» **Prompt**
Copy the stretch of the Soho House text from "The results come" through "than 100,000 people.", putting "lounges" wherever "clubs" appears.

» **Selected text**
──────

Since going public nearly two years ago, the members club chain Soho House has endured a sharp decline in its stock price, economic turmoil and a short seller declaring that its shares are worthless.
But the company’s chief executive, Andrew Carnie, insists it is on the right track — even as its main shareholders consider taking the business private again.
“There’s no looking back,” Mr. Carnie said in an interview. “We’ve been pretty consistent over the past 12 months in delivering results.”
The company released its latest quarterly financial results on Friday, reporting that it lost $118 million last year, down from a loss of $220.6 million in 2022. Using the pro forma earnings measure known as adjusted EBITDA, which excludes some expenses, it doubled its profit to $128 million.
The results come amid a shift in strategy since the company’s initial public offering in July 2021.
Back then, the company was still navigating pandemic-related restrictions and said it was focused on new offerings like digital memberships in countries without clubs, as well as its nascent co-working business.
Soho House now believes its core business of high-end private clubs in major cities is enough to deliver the robust growth demanded by the stock markets and maintain its cool reputation.
Soho House has continued to grow. Over the last year, it has opened locations in Mexico City; Portland, Ore.; and other cities. It operates 43 houses and has a membership waiting list of more than 100,000 people.

──────

» **Source data**
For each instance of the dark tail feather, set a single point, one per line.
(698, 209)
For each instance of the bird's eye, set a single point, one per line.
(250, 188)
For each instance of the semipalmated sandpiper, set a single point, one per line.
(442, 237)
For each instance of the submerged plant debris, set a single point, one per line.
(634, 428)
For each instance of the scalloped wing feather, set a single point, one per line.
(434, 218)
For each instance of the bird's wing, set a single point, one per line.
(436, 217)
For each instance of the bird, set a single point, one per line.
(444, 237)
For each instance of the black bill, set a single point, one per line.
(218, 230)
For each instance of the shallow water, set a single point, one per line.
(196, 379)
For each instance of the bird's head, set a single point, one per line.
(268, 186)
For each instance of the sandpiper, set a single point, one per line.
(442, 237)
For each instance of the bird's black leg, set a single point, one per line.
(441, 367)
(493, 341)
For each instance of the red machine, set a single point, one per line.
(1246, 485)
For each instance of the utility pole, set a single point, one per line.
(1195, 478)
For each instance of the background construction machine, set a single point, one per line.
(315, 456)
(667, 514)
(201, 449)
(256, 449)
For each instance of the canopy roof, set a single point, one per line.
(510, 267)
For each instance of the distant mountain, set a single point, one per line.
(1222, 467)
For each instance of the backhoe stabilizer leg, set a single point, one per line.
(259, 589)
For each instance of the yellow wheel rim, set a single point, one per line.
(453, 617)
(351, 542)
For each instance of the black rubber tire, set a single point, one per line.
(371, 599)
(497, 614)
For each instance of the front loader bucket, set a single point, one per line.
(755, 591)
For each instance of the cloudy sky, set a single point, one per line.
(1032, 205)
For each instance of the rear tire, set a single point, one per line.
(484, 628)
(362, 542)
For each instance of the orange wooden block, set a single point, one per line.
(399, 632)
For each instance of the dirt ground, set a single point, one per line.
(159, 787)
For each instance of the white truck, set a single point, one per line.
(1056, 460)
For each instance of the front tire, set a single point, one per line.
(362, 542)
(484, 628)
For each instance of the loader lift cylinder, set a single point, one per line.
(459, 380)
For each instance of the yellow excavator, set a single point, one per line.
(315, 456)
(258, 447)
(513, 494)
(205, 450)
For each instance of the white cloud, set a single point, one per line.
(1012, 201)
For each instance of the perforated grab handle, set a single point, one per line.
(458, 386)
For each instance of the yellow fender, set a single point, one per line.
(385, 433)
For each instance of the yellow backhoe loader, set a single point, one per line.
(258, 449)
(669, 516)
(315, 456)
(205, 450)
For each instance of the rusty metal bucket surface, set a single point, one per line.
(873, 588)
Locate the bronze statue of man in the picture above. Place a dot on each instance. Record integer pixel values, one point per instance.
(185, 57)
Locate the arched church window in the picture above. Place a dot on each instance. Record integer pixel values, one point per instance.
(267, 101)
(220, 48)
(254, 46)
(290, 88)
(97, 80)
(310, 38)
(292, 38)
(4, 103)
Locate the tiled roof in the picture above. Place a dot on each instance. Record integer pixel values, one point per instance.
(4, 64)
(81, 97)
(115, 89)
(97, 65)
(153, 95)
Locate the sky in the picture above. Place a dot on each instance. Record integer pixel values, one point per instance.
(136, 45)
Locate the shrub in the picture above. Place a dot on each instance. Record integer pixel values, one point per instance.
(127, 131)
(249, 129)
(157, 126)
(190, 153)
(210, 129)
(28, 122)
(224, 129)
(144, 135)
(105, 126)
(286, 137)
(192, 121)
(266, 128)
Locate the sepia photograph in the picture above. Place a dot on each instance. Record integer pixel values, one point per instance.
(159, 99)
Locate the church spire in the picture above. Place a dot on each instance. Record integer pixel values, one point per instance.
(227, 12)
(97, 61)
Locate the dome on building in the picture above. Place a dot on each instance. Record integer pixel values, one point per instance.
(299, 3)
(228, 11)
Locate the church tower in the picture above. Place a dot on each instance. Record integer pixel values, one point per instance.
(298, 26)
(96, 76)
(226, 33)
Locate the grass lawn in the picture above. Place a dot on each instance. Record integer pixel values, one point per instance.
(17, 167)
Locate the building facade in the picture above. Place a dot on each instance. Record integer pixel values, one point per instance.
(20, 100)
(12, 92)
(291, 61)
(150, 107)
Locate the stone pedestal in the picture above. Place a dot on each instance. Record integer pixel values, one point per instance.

──────

» **Task response**
The results come amid a shift in strategy since the company’s initial public offering in July 2021.
Back then, the company was still navigating pandemic-related restrictions and said it was focused on new offerings like digital memberships in countries without lounges, as well as its nascent co-working business.
Soho House now believes its core business of high-end private lounges in major cities is enough to deliver the robust growth demanded by the stock markets and maintain its cool reputation.
Soho House has continued to grow. Over the last year, it has opened locations in Mexico City; Portland, Ore.; and other cities. It operates 43 houses and has a membership waiting list of more than 100,000 people.